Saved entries
_ _ _ _ _ _ _

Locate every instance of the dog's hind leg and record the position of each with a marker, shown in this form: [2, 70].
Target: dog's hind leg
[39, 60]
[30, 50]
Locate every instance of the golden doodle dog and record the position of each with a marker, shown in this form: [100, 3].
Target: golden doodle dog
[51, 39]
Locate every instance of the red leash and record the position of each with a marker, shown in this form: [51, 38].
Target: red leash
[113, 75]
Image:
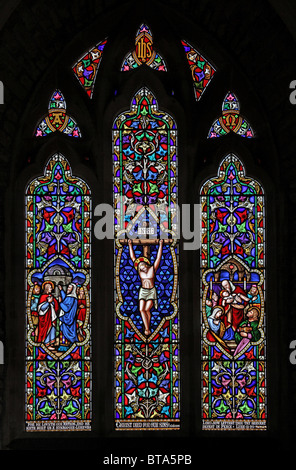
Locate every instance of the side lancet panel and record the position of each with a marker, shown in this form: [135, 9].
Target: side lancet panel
[58, 300]
[233, 300]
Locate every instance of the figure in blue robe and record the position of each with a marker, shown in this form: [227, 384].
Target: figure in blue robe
[68, 313]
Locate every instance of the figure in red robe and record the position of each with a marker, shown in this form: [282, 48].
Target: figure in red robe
[233, 299]
[47, 313]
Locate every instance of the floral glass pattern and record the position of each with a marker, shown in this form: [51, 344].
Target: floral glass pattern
[233, 300]
[58, 293]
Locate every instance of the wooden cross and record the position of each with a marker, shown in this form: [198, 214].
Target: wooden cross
[146, 243]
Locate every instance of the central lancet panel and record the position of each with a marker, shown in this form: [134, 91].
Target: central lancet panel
[146, 267]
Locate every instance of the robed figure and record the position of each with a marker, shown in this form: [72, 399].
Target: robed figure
[47, 314]
[68, 311]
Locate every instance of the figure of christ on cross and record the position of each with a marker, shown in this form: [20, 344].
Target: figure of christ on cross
[146, 271]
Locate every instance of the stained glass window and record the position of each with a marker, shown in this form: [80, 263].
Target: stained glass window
[233, 300]
[57, 119]
[58, 281]
[201, 70]
[143, 53]
[146, 267]
[231, 120]
[86, 67]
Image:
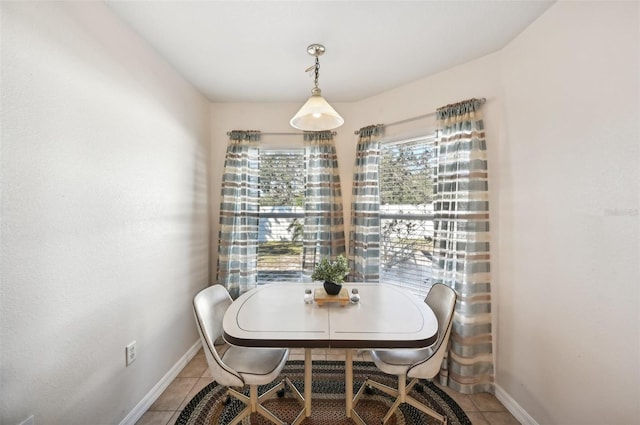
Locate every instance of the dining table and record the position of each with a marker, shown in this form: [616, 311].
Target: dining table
[276, 315]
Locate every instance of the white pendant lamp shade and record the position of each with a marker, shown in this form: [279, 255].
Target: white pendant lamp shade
[316, 115]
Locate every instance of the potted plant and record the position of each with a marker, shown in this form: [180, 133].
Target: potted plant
[332, 273]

_ _ _ _ _ _ _

* **Work instruction**: The answer is the entries above, given again exactly, with no pictures among them.

* **Solution to the exercise**:
Locate every instance of the dog's hind leg and record the position of each with a marker, shown in this form: [2, 70].
Target: dog's hind leg
[39, 60]
[30, 50]
Locate every instance of the golden doodle dog and record the position of each with a marker, shown in this form: [100, 3].
Target: golden doodle dog
[51, 39]
Locate every instance of the red leash and record the position of each with a marker, shown in this form: [51, 38].
Target: red leash
[113, 75]
Image:
Locate every instance of the side lancet panel and record the position of each with a marker, shown in this form: [135, 9].
Target: side lancet panel
[58, 300]
[233, 300]
Locate every instance of the figure in blue robe and record the position of each with a marker, shown in this form: [227, 384].
Target: figure in blue robe
[68, 313]
Locate every instance of the figure in red robe and record the position of each with a marker, shown in this form: [282, 48].
Target: figure in red robe
[233, 299]
[47, 313]
Locate every instance of the floral glass pattern and record the position of each with a marker, shown in this form: [51, 344].
Target: floral glass pattern
[233, 300]
[58, 293]
Locate every instance of the wooden cross and record the position of each with a marker, shown in this form: [198, 214].
Target: wooden cross
[146, 243]
Locate every instance of the central lancet panel and record the position of each with a marker, shown in this form: [134, 91].
Target: central lancet panel
[146, 267]
Locate every instance of the robed figure and record the position of each with a marker, shown in this form: [72, 399].
Target: robed figure
[47, 314]
[68, 311]
Locate every instance of the figure of christ on cross and record the position of each with a marker, shown in this form: [20, 344].
Target: figure of christ on cross
[146, 271]
Locate every instance of the stained glass window and record the position of each with a marker, shown in this form: [80, 263].
Target: stained glass window
[233, 300]
[57, 119]
[58, 281]
[201, 70]
[143, 53]
[146, 267]
[231, 120]
[86, 67]
Image:
Locate every instance of the dining table and record the position of each with a marker, shown in this form: [616, 311].
Target: dining table
[276, 315]
Locate every instance of the white pendant lamp shade and record the position of each with a marker, shown in this form: [279, 255].
Target: white pendant lamp shade
[316, 115]
Locate every instance of the potted plant and record the position of each with a marker, shown in this form: [180, 133].
Target: potted plant
[332, 273]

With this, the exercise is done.